The suit against the FDIC also states that the government agency’s structure and actions were and are unconstitutional.

In an action disclosed by the FDIC at the end of December and issued to the Kansas bank on Nov. 19, the FDIC charged that CBW “failed to maintain an adequate anti-money laundering/Countering the Financing of Terrorism” program while “recklessly engaged in unsafe or unsound practices” that were allegedly tied to repeated violations of the Bank Secrecy Act.

Focusing on AML/CFT

During the period cited in the FDIC suit, from 2018 to 2020, CBW operated a “multibillion dollar international monetary transfer business,” and generated the bulk of its fee-based revenues from correspondent banking services for international financial institutions (FIs) based outside the United States. Services included, among others, cross-border remote deposit capture services for checks and high-volume electronic funds transfers. The complaint alleges that CBW failed to file “hundreds” of suspicious activity reports and lacked appropriate customer due diligence practices.

* Things to do:
a – Answer these questions about the passage on the FDIC's action against CBW:
(i) What period does the FDIC suit cite?
(ii) On what date was the FDIC action issued to the Kansas bank?
(iii) What does the complaint allege CBW failed to file?
b – Carry on the passage on the FDIC's action against CBW, starting after its final sentence.

(Object pointing dataset rows)

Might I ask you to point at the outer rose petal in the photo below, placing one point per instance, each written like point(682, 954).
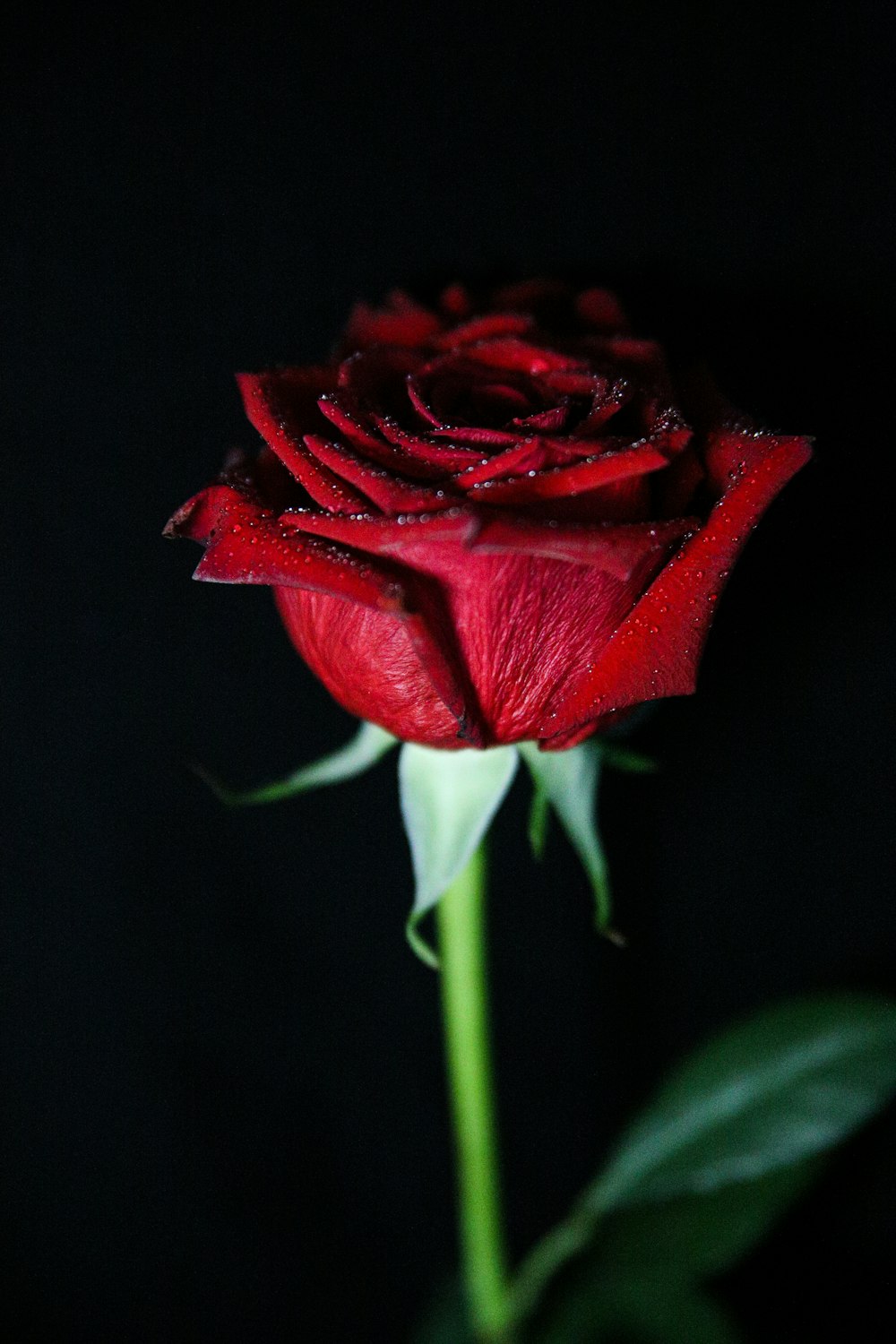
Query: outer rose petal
point(524, 625)
point(246, 545)
point(657, 648)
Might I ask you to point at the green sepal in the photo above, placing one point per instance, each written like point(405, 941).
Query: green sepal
point(568, 781)
point(447, 803)
point(368, 745)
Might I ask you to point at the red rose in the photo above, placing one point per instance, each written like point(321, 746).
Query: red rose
point(492, 521)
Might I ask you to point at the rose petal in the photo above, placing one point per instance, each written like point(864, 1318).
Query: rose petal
point(378, 448)
point(657, 648)
point(282, 406)
point(484, 328)
point(455, 301)
point(411, 325)
point(564, 481)
point(477, 435)
point(524, 456)
point(600, 308)
point(517, 355)
point(390, 492)
point(548, 422)
point(447, 457)
point(381, 535)
point(614, 547)
point(246, 545)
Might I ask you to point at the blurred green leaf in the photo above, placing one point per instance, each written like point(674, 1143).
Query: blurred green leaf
point(788, 1083)
point(637, 1311)
point(538, 822)
point(446, 1320)
point(365, 750)
point(447, 803)
point(699, 1236)
point(622, 758)
point(729, 1140)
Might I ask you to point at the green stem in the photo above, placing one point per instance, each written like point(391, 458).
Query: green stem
point(461, 921)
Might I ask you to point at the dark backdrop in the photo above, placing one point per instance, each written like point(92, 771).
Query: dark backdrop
point(223, 1112)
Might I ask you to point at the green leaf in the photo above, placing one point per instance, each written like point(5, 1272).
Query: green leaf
point(726, 1132)
point(447, 803)
point(642, 1311)
point(774, 1090)
point(446, 1320)
point(699, 1236)
point(570, 782)
point(622, 758)
point(365, 750)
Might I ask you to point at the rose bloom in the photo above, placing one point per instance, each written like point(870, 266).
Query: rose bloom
point(495, 521)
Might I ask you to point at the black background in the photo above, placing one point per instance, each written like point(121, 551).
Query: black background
point(225, 1113)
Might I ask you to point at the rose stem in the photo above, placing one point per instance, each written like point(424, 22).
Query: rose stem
point(461, 924)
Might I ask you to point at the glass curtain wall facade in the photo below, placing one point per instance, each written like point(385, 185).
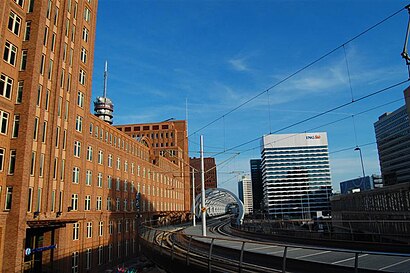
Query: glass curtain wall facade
point(296, 175)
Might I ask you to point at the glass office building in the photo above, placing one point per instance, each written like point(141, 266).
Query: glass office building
point(296, 175)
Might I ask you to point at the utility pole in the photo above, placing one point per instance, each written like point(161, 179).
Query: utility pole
point(203, 208)
point(193, 197)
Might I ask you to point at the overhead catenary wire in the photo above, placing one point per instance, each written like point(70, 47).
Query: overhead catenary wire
point(319, 115)
point(299, 70)
point(330, 123)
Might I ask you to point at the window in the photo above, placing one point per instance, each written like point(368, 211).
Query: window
point(64, 138)
point(27, 31)
point(9, 196)
point(74, 262)
point(14, 23)
point(72, 33)
point(30, 6)
point(30, 199)
point(87, 203)
point(79, 124)
point(85, 34)
point(38, 199)
point(56, 16)
point(80, 99)
point(57, 136)
point(99, 180)
point(48, 9)
point(99, 203)
point(53, 200)
point(19, 97)
point(82, 76)
point(50, 69)
point(90, 153)
point(12, 163)
point(100, 157)
point(32, 163)
point(35, 133)
point(45, 38)
point(110, 227)
point(53, 42)
point(101, 228)
point(83, 55)
point(41, 166)
point(43, 59)
point(119, 226)
point(62, 170)
point(100, 255)
point(88, 258)
point(117, 187)
point(109, 182)
point(10, 53)
point(6, 86)
point(23, 63)
point(2, 153)
point(110, 252)
point(76, 175)
point(77, 148)
point(19, 2)
point(76, 231)
point(88, 177)
point(74, 201)
point(109, 206)
point(47, 99)
point(87, 14)
point(39, 90)
point(89, 229)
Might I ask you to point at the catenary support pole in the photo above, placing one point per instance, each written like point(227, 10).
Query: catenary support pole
point(203, 208)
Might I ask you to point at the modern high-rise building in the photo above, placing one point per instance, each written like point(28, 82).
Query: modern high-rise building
point(245, 193)
point(296, 175)
point(67, 178)
point(210, 173)
point(361, 184)
point(257, 186)
point(393, 144)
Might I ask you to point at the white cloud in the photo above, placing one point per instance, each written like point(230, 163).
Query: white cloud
point(239, 64)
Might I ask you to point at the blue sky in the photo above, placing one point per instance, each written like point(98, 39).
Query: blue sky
point(218, 54)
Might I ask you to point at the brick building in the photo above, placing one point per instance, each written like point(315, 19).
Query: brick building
point(67, 178)
point(210, 173)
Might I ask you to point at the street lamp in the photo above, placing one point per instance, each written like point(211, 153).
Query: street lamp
point(361, 158)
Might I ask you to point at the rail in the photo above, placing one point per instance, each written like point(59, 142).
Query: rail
point(213, 253)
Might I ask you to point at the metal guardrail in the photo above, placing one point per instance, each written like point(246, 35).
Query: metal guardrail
point(191, 255)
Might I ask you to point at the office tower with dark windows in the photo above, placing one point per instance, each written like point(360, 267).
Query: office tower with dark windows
point(68, 179)
point(296, 175)
point(210, 173)
point(257, 187)
point(393, 144)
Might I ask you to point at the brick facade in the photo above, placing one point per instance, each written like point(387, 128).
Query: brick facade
point(55, 170)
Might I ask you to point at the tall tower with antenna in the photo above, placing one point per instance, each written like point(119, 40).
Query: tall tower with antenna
point(103, 106)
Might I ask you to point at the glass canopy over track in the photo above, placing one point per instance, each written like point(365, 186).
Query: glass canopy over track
point(219, 202)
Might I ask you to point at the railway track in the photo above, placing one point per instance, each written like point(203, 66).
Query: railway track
point(221, 251)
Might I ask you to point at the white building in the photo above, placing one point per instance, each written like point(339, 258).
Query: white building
point(296, 175)
point(245, 193)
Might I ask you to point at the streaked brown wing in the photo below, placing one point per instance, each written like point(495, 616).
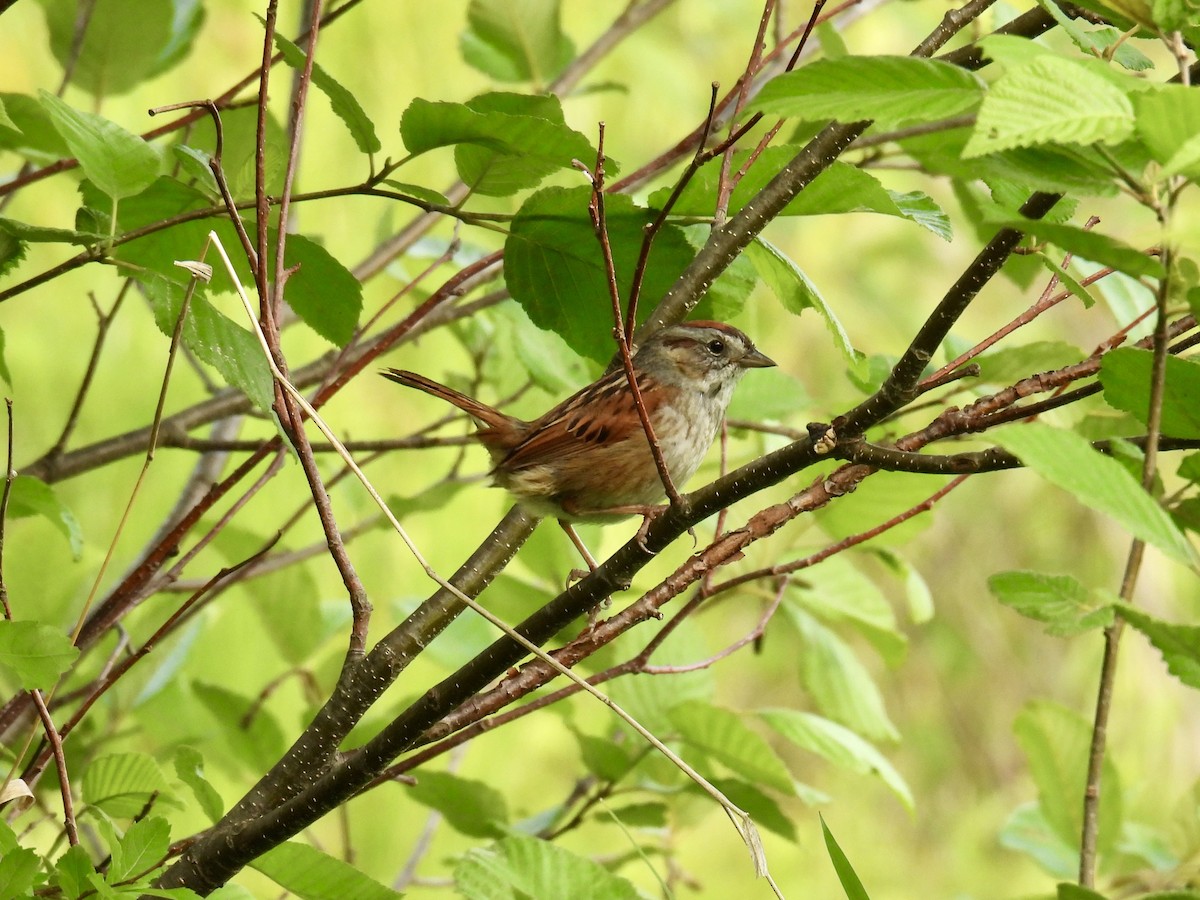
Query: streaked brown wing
point(599, 414)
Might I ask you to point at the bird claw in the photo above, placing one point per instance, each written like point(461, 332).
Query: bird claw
point(648, 516)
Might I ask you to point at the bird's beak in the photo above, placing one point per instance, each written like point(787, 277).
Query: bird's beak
point(756, 359)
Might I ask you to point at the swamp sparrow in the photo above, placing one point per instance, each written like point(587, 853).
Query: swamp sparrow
point(588, 457)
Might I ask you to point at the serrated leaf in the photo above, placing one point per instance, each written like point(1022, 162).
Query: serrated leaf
point(797, 292)
point(143, 847)
point(17, 871)
point(190, 769)
point(72, 871)
point(33, 133)
point(846, 875)
point(553, 267)
point(723, 736)
point(472, 808)
point(538, 143)
point(322, 291)
point(35, 653)
point(839, 189)
point(215, 339)
point(1050, 100)
point(1059, 600)
point(1068, 461)
point(123, 784)
point(1090, 245)
point(343, 103)
point(892, 90)
point(118, 162)
point(30, 497)
point(516, 40)
point(839, 745)
point(1056, 742)
point(1169, 126)
point(841, 592)
point(1126, 375)
point(517, 868)
point(313, 875)
point(1180, 645)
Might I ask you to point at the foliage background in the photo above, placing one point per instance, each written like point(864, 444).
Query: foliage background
point(966, 673)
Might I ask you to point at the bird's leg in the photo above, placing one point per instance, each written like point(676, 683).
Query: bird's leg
point(576, 574)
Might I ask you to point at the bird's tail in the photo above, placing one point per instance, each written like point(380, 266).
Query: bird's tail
point(480, 412)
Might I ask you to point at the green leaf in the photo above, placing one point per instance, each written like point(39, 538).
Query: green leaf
point(839, 683)
point(17, 871)
point(123, 784)
point(892, 90)
point(1126, 375)
point(846, 875)
point(1180, 645)
point(125, 42)
point(34, 653)
point(41, 234)
point(519, 868)
point(839, 189)
point(1050, 100)
point(72, 871)
point(503, 142)
point(1068, 461)
point(313, 875)
point(797, 293)
point(251, 733)
point(215, 339)
point(537, 139)
point(119, 163)
point(143, 847)
point(839, 745)
point(31, 497)
point(516, 40)
point(293, 613)
point(322, 291)
point(190, 769)
point(33, 133)
point(1090, 245)
point(1056, 742)
point(12, 251)
point(553, 267)
point(345, 105)
point(723, 736)
point(1075, 892)
point(1059, 600)
point(472, 808)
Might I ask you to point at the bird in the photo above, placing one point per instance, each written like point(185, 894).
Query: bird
point(587, 459)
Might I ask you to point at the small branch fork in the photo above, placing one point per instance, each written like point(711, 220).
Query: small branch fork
point(600, 225)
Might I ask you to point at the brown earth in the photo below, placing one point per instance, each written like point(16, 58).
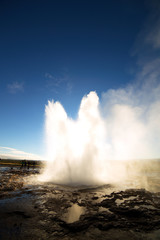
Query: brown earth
point(49, 211)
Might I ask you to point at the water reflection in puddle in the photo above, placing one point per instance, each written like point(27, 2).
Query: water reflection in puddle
point(73, 214)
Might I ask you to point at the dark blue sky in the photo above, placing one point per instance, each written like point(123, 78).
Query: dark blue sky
point(61, 50)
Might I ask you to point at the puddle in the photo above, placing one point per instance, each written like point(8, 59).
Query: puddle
point(73, 214)
point(102, 209)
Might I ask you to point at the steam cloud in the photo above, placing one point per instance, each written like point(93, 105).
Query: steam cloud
point(124, 126)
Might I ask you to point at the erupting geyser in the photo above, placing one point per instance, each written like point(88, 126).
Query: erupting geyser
point(83, 151)
point(76, 149)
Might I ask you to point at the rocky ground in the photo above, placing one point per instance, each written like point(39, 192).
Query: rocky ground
point(49, 211)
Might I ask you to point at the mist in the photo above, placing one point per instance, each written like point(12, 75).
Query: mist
point(100, 145)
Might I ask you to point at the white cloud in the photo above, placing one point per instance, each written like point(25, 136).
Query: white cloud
point(15, 87)
point(7, 152)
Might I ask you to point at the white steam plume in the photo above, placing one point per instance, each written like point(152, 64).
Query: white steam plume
point(85, 150)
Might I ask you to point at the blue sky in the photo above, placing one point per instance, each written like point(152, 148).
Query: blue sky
point(62, 50)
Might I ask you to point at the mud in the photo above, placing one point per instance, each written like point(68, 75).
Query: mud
point(31, 210)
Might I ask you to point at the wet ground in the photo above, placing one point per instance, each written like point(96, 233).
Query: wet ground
point(32, 210)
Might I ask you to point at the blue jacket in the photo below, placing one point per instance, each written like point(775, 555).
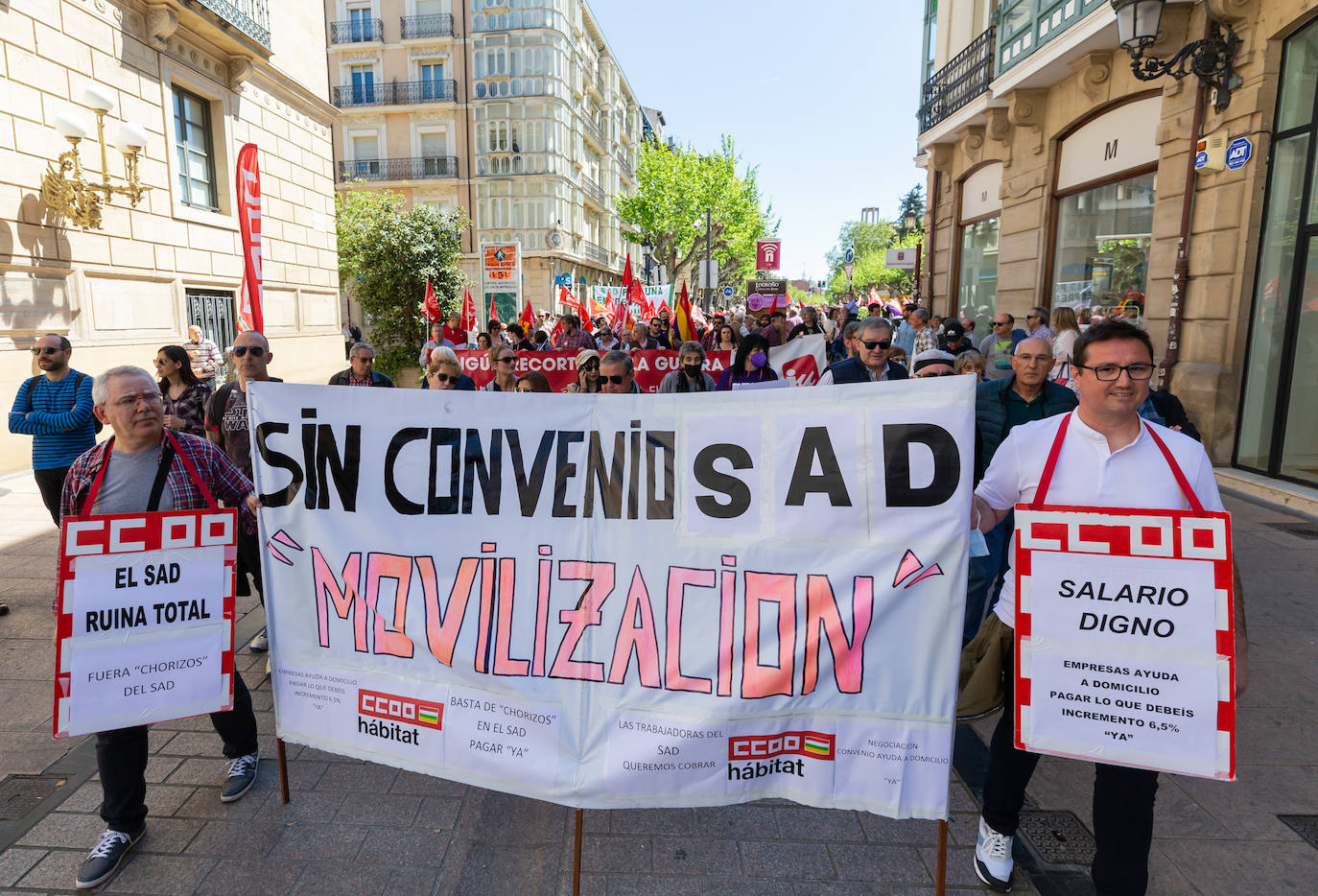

* Per-task answers:
a –
(i) 2018 to 2020
(ii) Nov. 19
(iii) "Hundreds" of suspicious activity reports

b –
“Due to the failures described above, Respondent earned millions in fee income that it otherwise would not have earned if it had maintained an adequate AML/CFT compliance program,” the FDIC said in the filing, as the bank processed billions of dollars in transactions. 

In one example listed in the FDIC document, an unnamed CBW customer wired “over 70% of its bulk cash funds to accounts” at a different foreign FI based in Grand Cayman; CBW’s processes allegedly failed to review or flag those transactions.  Subsequent reviews in 2022 and 2023 found, per the FDIC’s order, that many of the deficiencies cited remained uncorrected.

The Response

CBW, for its part, filed its own complaint in Kansas in November, where the bank said that the penalty “is unreasonable and unprecedented for a bank of this size, complexity, and supervisory history. There is no justifiable basis for any CMP [civil monetary penalties], let alone for one of this magnitude given the conduct at issue in this case.” 

The bank also stated in its suit that the CMP was levied “for years-old conduct that occurred in the long-abandoned correspondent banking and money services businesses.” In 2020, CBW entered into a consent order with the FDIC that shut down those businesses.

The most recent suit also charged that the “FDIC seeks to impose civil monetary penalties in an amount it is aware will consume substantial amounts of the bank’s capital and harm its reputation.”

CBW said in the suit that the action by the FDIC is unconstitutional because administrative proceedings “unconstitutionally deprives CBW of its Seventh Amendment jury rights,” adding that the process subjects the bank “to an administrative proceeding presided over by an executive officer unconstitutionally insulated from presidential control.”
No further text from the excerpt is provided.